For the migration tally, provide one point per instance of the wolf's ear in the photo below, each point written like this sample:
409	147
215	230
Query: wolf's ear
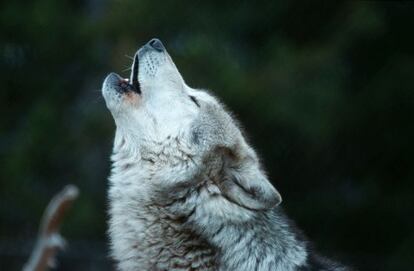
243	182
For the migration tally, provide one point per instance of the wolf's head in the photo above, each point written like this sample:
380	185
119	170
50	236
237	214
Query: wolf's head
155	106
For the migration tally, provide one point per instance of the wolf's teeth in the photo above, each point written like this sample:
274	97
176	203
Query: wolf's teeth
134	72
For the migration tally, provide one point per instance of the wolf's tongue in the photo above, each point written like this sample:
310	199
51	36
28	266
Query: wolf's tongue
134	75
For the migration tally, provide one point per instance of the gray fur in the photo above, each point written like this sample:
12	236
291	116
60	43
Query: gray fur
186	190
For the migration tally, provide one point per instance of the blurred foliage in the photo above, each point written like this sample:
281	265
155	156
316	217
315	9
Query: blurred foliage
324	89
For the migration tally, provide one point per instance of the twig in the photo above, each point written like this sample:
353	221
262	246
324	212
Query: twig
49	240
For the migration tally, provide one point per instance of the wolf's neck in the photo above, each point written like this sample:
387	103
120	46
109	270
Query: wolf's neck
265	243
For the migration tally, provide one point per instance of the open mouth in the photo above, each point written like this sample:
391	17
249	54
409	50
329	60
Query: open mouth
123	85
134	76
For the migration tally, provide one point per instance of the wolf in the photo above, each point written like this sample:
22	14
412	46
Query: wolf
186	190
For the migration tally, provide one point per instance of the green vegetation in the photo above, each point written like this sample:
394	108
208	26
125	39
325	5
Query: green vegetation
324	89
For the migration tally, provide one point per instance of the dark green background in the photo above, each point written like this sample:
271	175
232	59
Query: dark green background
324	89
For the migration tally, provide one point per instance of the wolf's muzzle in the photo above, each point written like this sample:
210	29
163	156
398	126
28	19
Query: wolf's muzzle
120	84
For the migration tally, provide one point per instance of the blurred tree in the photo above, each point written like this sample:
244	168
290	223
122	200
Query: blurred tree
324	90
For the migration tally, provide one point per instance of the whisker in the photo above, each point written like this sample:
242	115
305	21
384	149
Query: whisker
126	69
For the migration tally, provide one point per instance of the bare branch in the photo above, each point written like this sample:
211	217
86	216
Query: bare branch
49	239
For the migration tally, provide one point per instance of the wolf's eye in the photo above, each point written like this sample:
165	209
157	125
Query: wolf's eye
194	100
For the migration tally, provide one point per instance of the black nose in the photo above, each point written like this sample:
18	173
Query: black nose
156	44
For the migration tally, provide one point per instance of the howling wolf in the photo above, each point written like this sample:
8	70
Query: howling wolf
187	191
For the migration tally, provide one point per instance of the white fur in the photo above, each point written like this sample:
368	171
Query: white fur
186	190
------------------------------------------------
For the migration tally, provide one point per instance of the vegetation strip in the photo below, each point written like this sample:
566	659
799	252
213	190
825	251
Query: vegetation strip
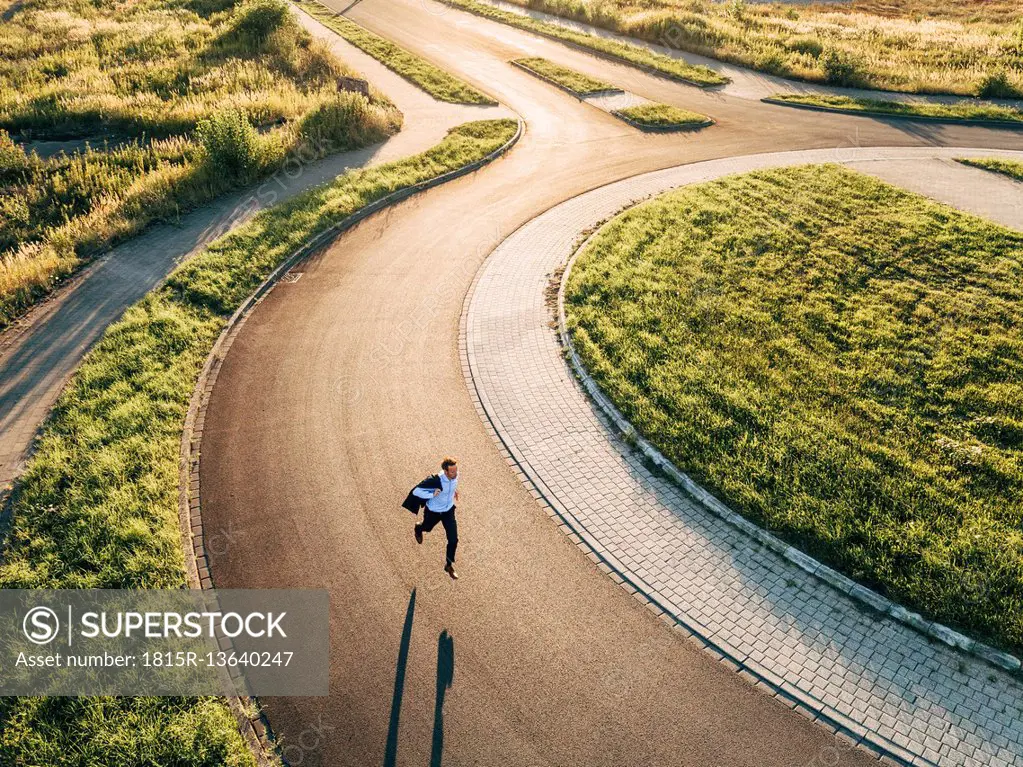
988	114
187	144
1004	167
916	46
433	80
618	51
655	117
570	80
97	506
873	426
------------------------------------------------
* YOUR INSTRUCTIONS
Search the data above for "below" and copy every line where it turns up.

* ANSWER AREA
For the migration tally, provide one point per instance of the wolf's ear in the photo below, each point written like this sample:
For the migration tally, provide one point per instance of the vegetation strip in the photo below, each point written like this sample:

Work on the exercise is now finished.